§ TASKS
(a) Give the container notes again, starting with "Two most accepted" and going on through "policies and procedures.", changing "enterprise security tools" to "third-party security tools".
(b) Answer these questions from the container notes:
(i) As of kernel version 4.10, how many kinds of namespaces are there?
(ii) What is Portieris?
(iii) In a privileged container, what is the container UID 0 mapped to?
(c) Pick up the notes on container security at the point where they end and extend them.

§ READING PASSAGE
________________________
Containers

Under the Hood

Cgroups (control groups) are a kernel mechanism for limiting and measuring the total resources used by a group of processes running on a system. For example, you can restrict CPU, memory, network, or I/O quotas using cgroups.

Namespaces are a kernel mechanism for limiting the visibility that a group of processes has over the rest of a system. For example, you can limit visibility to certain process trees, network interfaces, user IDs, or filesystem mounts.

cgroups limit how much of a resource you can use whereas namespaces limit which resources you can use.

LXC Framework

LXC (Linux Containers) are an OS level virtualization method that allow running multiple isolated Linux containers on a host OS using a single Linux kernel. LXC (Linux Containers) uses the following kernel features to contain processes:

  • LXC namespaces (IPC, Network, Mount, PID, User, UTS)

    Kernel version 4.10, there are six kinds of namespaces, IPC, Network, Mount, PID, User, UTS

  • LXC cgroups (control groups)

    LXC cgroups framework provides Resource Limiting, Prioritization, Accounting, Control

  • LXC security modules (AppArmor and SELinux profiles)

    Two most accepted modules in Linux Kernel are AppArmor and SELinux.

LXC Containers

  • Privileged containers are defined as any container where the container UID 0 is mapped to the host’s UID 0.
  • Unprivileged containers are safe by design. The container UID 0 is mapped to an unprivileged user outside of the container and only has extra rights on resources that it owns itself.

Container Security

  • Securing the container development pipeline and corresponding applications.
  • Securing the container deployment environment(s) and corresponding infrastructure.
  • Integrating with enterprise security tools and enhancing existing security policies and procedures.

Challenges to DevOps

  • Code Phase - use of third-party resources, GitHub repository is unavoidable
  • Build Phase - Installing applications keeping default configuration, not implementing security safeguards or hardening controls.
  • Test Phase - Deployed applications can be exploited through a variety of security testing methods.
  • Deploy Phase - Exposing data in Docker files and embedded malware in container image.
  • Operate Phase - Non-updated images, well-known vulnerability in dependencies, unrestricted admin access, unauthorized access.
  • Monitor Phase - Hijacked repository, image registry and poisoned resources, exposed ports, Kubernetes/Docker API abuse

Defense in Depth in Container

  • Cloud Provider is first layer involving supporting infrastructure, typically hosted by main cloud providers.
  • Cluster allows to manage the workloads of nodes within a management layer are responsible for running application.
  • Container third layer, static analysis of vulnerability in application container, image signing and enforcement to mitigate man-in-the-middle attacks.
  • Code security awareness for engineers and developers.

Securing Container Layer

  • Docker Content Trust - builtin and integrates TUF using Notary, strong cryptographic guarantees over code.
  • Portieris - Kubernetes admission controller for enforcing content trust.
  • Project Calico - Open source networking and network security solution for containers, VMs, and native host-based workloads.

Securing Code Layer

  • Awareness of common vulnerabilities affecting this technology and way to test them.
________________________
§ RECORDED INFORMATION
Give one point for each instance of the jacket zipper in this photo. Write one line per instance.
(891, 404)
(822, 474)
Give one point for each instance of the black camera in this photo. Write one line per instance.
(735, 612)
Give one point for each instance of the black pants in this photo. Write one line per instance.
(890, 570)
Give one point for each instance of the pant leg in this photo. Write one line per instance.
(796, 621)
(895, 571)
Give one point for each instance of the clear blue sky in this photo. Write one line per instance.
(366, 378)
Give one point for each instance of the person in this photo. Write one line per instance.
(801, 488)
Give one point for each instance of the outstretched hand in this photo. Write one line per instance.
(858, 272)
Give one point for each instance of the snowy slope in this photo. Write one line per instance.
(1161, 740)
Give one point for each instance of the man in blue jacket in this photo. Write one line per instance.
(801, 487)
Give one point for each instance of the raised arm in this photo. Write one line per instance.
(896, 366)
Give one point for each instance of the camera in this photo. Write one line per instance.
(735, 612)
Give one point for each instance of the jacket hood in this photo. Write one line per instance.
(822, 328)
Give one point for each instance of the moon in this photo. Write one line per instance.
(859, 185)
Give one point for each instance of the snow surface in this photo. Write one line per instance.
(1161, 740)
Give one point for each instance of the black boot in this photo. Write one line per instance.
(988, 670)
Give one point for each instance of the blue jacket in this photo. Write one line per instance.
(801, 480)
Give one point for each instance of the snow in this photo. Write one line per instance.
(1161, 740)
________________________
§ WRITTEN RESPONSES
(a)
Two most accepted modules in Linux Kernel are AppArmor and SELinux.

LXC Containers

  • Privileged containers are defined as any container where the container UID 0 is mapped to the host’s UID 0.
  • Unprivileged containers are safe by design. The container UID 0 is mapped to an unprivileged user outside of the container and only has extra rights on resources that it owns itself.

Container Security

  • Securing the container development pipeline and corresponding applications.
  • Securing the container deployment environment(s) and corresponding infrastructure.
  • Integrating with third-party security tools and enhancing existing security policies and procedures.

(b)
(i) Six.
(ii) A Kubernetes admission controller for enforcing content trust.
(iii) The host's UID 0.

(c)
  • Grant access to application over TLS only.
  • Limit port ranges of communication.
  • Don’t hardcode secrets or passwords in source code and don’t reuse.
  • Store secrets in secure repositories. Unsecure repo includes shared storage, unencrypted files, version control systems, S3 etc.
  • Use third party dependency security, e.g. GitHub security alerts scan and alert developers.
  • Perform static code analysis - scan codebases for common security errors.
  • Perform dynamic testing - using tools to exploit well-known attacks, OWASP Top Ten Project.
  • Perform secure API development.

Docker

Docker enables the organization to run, create, and manage containers on a single operating system.

Kubernetes

Kubernetes is a container orchestration system for Docker containers, address container issues, provide scaling as needed.

Architecture

Control Plane
  • One or More API Servers: Entry point for REST / kubectl
  • etcd: Distributed key/value store
  • Controller-manager: Always evaluating current vs desired state
  • Scheduler: Schedules pods to worker nodes
Data Plane
  • Made up of worker nodes
  • kubelet: Acts as a conduit between the API server and the node
  • kube-proxy: Manages IP translation and routing

Components of Cluster

  • Node - common term for VMs and/or bare-metal servers that Kubernetes manages.
  • Pod - basic unit of deployment in Kubernetes, collection of related Docker containers that need to coexist.

Securing the Components of the Cluster

  • Use transport layer security (TLS) for all API traffic.
  • Implement API authentication and authorization can be infrastructure, like nodes, proxies, the scheduler, and volume plugins.
  • Limit resource usage on a cluster, resource quota, max/min size of resources like CPU, memory, or persistent disk a namespace can allocate.
  • Employ user permissions hardening as most application workloads need limited access to host resources (UID 0).
  • Restrict network access.
  • Restrict metadata access, the cloud platforms exposes metadata contain cloud credentials services locally to instances so running Kubernetes on cloud platform, limit permissions given to instance credentials, use network policies to restrict pod access metadata api.
  • Control which nodes, pods may access, use policies to separate workloads.
  • Restrict access to etcd write access equivalent to gaining root on entire cluster and read access can escalate quickly.
  • Enable audit logging of the cluster.
  • Don’t use alpha or beta features in production clusters.
  • Rotate infrastructure credentials, shorter lifetime of secret, automate rotation.
  • Review third-party integration libraries and requested permissions.
  • Encrypt secrets at rest.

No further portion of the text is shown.